>> start Record set

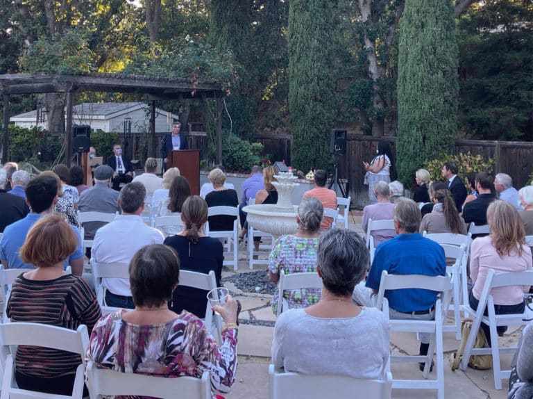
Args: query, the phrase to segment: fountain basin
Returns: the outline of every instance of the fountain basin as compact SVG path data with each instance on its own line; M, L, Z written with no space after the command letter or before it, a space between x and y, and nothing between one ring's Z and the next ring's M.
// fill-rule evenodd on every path
M254 229L269 233L276 238L284 234L294 234L298 230L297 205L292 210L280 209L275 204L248 205L242 210L246 212L246 221Z

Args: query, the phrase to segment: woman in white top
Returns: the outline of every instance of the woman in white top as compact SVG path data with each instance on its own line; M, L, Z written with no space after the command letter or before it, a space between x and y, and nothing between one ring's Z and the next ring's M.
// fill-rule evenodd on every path
M370 163L363 162L363 166L366 171L364 176L365 184L369 184L369 204L375 204L378 199L374 193L374 185L378 181L391 182L389 170L391 168L391 150L389 142L382 140L378 143L375 149L376 156Z
M369 251L355 231L322 234L316 271L322 296L305 309L289 309L276 323L272 363L302 374L379 379L389 358L390 327L384 314L352 301L369 264Z

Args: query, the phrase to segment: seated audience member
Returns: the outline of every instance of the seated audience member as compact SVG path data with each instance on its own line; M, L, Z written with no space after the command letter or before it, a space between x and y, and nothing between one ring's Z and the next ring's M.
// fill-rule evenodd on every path
M494 201L487 210L491 234L472 242L470 249L470 277L474 286L470 292L470 306L477 309L485 279L490 269L496 272L522 272L533 268L531 249L525 245L524 227L516 209L505 201ZM512 286L494 288L491 295L494 300L496 314L524 311L524 292L529 286ZM498 306L496 306L498 305ZM485 309L484 315L487 316ZM491 336L489 326L482 323L489 344ZM506 326L496 327L498 334L507 331Z
M20 257L20 247L31 227L42 218L53 213L60 190L59 178L52 172L43 172L26 186L26 200L31 206L32 213L6 227L0 241L0 260L4 268L23 269L34 267ZM71 229L78 237L78 243L72 252L65 256L63 268L70 265L72 274L81 276L83 271L83 253L80 232L74 226L71 225Z
M7 193L3 189L6 175L6 170L0 169L0 233L3 231L6 226L26 217L30 211L24 198L14 195L11 192Z
M208 371L212 390L228 392L235 382L238 329L237 304L231 295L214 308L226 323L219 346L210 326L187 311L178 314L167 307L179 283L180 261L171 249L155 244L141 248L129 270L135 307L96 323L87 360L101 368L158 377L200 378Z
M189 181L183 176L176 176L170 186L169 197L166 201L159 203L158 216L179 216L183 203L191 196L191 187ZM174 226L163 226L161 231L165 236L177 234L183 229L183 225L178 223Z
M71 329L85 324L90 334L101 316L94 293L83 279L63 270L64 261L78 245L78 236L61 216L41 218L33 225L20 248L20 256L37 268L21 274L13 284L6 309L12 323L39 323ZM74 353L19 345L15 380L23 389L71 395L81 360Z
M70 185L70 170L66 165L60 163L52 168L52 172L57 174L61 180L61 190L63 192L63 197L71 200L74 204L74 209L77 210L80 195L78 193L76 188Z
M11 191L11 177L13 176L13 173L19 170L19 165L16 162L7 162L3 165L3 169L6 170L6 191Z
M70 184L73 187L76 187L79 197L83 191L89 188L87 184L83 184L83 169L81 166L73 165L70 167L69 172Z
M517 209L519 208L518 192L513 187L513 179L509 174L496 174L494 178L494 189L499 193L500 200L509 202Z
M526 186L518 190L520 204L523 211L518 211L526 236L533 235L533 186Z
M462 216L465 222L474 222L476 226L487 225L487 209L491 202L496 198L491 191L492 182L492 176L488 173L481 172L475 175L475 189L479 195L476 200L464 205ZM481 236L480 234L475 236Z
M415 180L416 181L417 187L416 190L414 192L413 201L417 204L429 202L430 195L428 189L431 183L430 172L425 169L418 169L415 174Z
M155 190L163 188L163 179L155 174L158 171L158 161L155 158L149 158L144 163L144 173L135 176L133 181L140 181L146 189L146 196L151 197Z
M430 194L430 202L428 204L425 204L420 209L423 218L428 213L431 213L431 211L433 211L433 206L435 205L434 202L435 200L435 193L439 190L448 190L448 184L443 181L432 181L431 184L430 184L429 190L428 190Z
M181 268L208 274L213 270L217 286L221 286L223 249L217 238L203 234L203 225L208 220L208 204L198 195L189 197L183 203L181 220L183 231L167 237L164 244L174 248L180 258ZM170 308L176 313L186 310L200 318L205 317L208 292L192 287L178 286L174 290Z
M112 179L113 190L119 191L121 183L127 184L133 180L133 165L128 156L122 155L120 144L113 145L113 154L108 158L108 165L115 171Z
M164 237L157 229L144 224L139 215L144 209L146 190L142 183L128 183L119 196L121 215L100 227L94 235L91 258L99 263L129 263L133 254L150 244L162 244ZM127 279L102 279L105 288L105 304L133 309L130 282Z
M244 231L244 222L246 221L247 213L243 212L242 209L246 205L249 205L250 200L255 198L257 191L262 188L263 168L256 165L252 168L250 177L242 182L242 196L241 197L241 204L239 205L239 220L241 223L241 229L242 229L242 231L239 235L239 238L241 239L246 234L246 231Z
M375 250L366 283L356 286L353 300L364 306L375 306L381 272L391 275L424 275L443 276L446 274L444 250L434 241L418 233L422 219L418 205L412 200L396 201L394 212L394 225L398 235L385 241ZM411 288L385 291L389 300L389 312L394 319L433 320L438 293L425 289ZM420 333L420 355L425 355L431 334ZM424 364L419 364L420 369Z
M169 190L174 177L180 175L180 170L177 168L171 168L167 170L163 174L163 188L158 188L152 195L152 208L159 209L159 204L162 201L166 201L169 197Z
M219 168L209 172L209 179L214 190L205 196L208 206L239 206L237 191L232 188L224 187L226 174ZM210 231L229 231L233 229L233 221L237 216L217 215L209 218L209 230Z
M62 215L67 219L69 224L74 227L78 227L78 214L74 208L74 203L71 199L67 199L65 197L62 188L61 188L61 180L59 177L53 172L46 170L42 172L39 176L51 176L58 181L58 198L56 204L54 213L57 215Z
M466 186L468 186L468 190L470 190L470 194L466 196L466 199L464 200L464 204L473 201L479 197L479 194L477 194L477 191L475 190L476 174L477 174L477 172L468 172L466 174ZM464 204L463 204L463 206L464 206Z
M531 399L533 398L533 323L530 323L522 332L522 341L516 363L517 378L511 372L508 399Z
M324 208L337 209L337 193L332 190L326 188L325 183L328 181L328 172L325 170L319 169L314 171L314 188L309 190L303 193L304 198L314 197L322 203ZM325 217L322 218L321 229L326 230L331 227L333 218Z
M11 177L12 188L9 193L26 199L24 188L30 181L30 174L26 170L17 170Z
M374 195L378 199L378 202L371 205L366 205L363 208L363 218L361 220L361 227L366 233L369 227L369 220L385 220L392 219L392 211L394 209L394 204L389 201L389 184L385 181L378 181L374 185ZM390 240L396 235L394 230L373 230L371 232L374 238L374 247L377 247L383 241Z
M457 176L459 168L455 162L446 162L442 166L442 177L448 180L448 189L452 193L457 212L462 211L462 206L466 199L466 187L461 178Z
M369 251L357 233L333 229L322 234L316 266L323 282L322 298L316 304L289 309L278 318L272 341L276 368L382 377L389 353L388 320L382 311L359 306L351 299L368 263Z
M282 236L274 243L269 261L269 278L278 283L280 273L286 275L316 271L316 250L320 238L321 222L324 212L321 202L313 197L304 198L298 206L298 231L293 235ZM303 288L283 291L289 308L303 308L316 304L321 291ZM272 298L272 311L278 313L280 301L278 290Z
M401 197L403 197L403 184L398 180L389 183L389 200L396 204L396 200Z
M466 234L466 225L455 208L455 202L449 190L437 190L432 196L434 206L431 213L422 218L418 231Z

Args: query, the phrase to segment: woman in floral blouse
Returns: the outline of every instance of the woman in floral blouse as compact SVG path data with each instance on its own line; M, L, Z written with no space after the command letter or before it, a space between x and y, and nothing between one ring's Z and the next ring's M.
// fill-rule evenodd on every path
M320 224L324 209L316 198L305 198L298 206L298 231L292 236L282 236L274 244L270 254L269 277L278 283L280 272L286 275L316 272L316 249L320 238ZM320 300L321 290L303 288L283 291L289 308L303 308ZM278 291L272 298L272 311L278 313Z
M176 252L166 245L153 244L135 253L130 263L135 309L121 309L96 323L87 360L103 368L160 377L200 378L209 371L212 389L228 392L237 370L237 302L229 295L223 306L213 307L226 323L218 347L196 316L168 308L179 265Z

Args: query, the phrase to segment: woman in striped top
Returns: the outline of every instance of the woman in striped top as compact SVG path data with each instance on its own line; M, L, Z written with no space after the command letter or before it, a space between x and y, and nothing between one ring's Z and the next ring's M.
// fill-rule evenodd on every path
M90 332L101 316L94 292L83 279L63 271L63 261L76 250L78 238L62 216L45 216L28 232L20 256L37 268L13 284L7 307L12 322L40 323ZM15 357L19 387L71 395L78 355L19 345Z

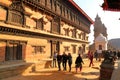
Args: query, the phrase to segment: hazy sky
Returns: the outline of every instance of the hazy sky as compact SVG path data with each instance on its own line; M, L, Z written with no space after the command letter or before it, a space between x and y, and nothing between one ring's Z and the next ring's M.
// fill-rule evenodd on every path
M100 7L103 0L73 0L78 6L94 21L96 15L101 17L101 21L105 24L108 33L108 40L120 38L120 12L103 11ZM89 41L93 41L93 25Z

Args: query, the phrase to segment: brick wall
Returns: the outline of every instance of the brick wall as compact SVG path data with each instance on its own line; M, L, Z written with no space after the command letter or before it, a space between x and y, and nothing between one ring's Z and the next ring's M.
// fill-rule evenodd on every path
M0 43L0 62L5 61L5 45Z

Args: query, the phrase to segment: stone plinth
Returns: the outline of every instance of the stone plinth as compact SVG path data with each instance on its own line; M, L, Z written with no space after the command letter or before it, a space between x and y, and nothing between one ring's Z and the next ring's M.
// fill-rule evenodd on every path
M111 80L111 76L114 70L113 63L102 62L100 65L100 78L99 80Z

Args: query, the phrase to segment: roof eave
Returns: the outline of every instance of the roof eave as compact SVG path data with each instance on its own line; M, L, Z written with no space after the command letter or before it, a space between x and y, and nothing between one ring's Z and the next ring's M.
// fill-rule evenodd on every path
M82 13L89 21L91 24L94 23L94 21L73 1L73 0L68 0L75 8L77 8L80 13Z

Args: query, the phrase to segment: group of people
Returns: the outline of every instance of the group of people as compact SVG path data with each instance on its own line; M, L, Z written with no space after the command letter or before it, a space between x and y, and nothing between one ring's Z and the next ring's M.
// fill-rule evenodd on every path
M54 66L54 64L56 66L55 55L56 55L56 53L53 56L53 66ZM71 53L68 53L68 55L65 52L63 52L62 55L60 55L60 53L58 53L56 55L56 60L57 60L59 71L61 71L61 63L62 63L64 71L67 70L67 67L66 67L67 63L68 63L68 66L69 66L69 71L71 71L71 65L72 65L72 56L71 56Z
M68 53L68 55L63 52L61 55L60 53L54 53L53 55L53 67L56 67L56 62L58 64L58 71L61 71L61 63L63 66L63 70L67 70L67 64L69 66L69 72L71 72L71 65L72 65L72 56L71 53ZM78 71L78 68L80 71L82 70L82 63L84 64L81 55L79 54L78 57L76 57L75 60L75 67L76 67L76 72Z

>> end Record set

— Given request —
Could you write out the stretch from the line containing "Args: query, the phrase to segment: woman in striped" through the line containing "M90 332L101 316L94" as a numbered list, with both of those lines included and any blank lines dropped?

— Result of this task —
1. Args: query, the phrase to segment: woman in striped top
2. Returns: the outline of every instance of the woman in striped top as compact SVG path data with each instance on its own line; M, L, Z written with no space after the command letter or before it, a space between x and y, and nothing between one ring's Z and the next ring's M.
3. // fill-rule evenodd on every path
4. M90 332L101 316L94 292L83 279L63 271L63 261L76 250L78 238L62 216L45 216L28 232L20 256L37 268L13 284L7 307L12 322L40 323ZM15 357L19 387L71 395L78 355L19 345Z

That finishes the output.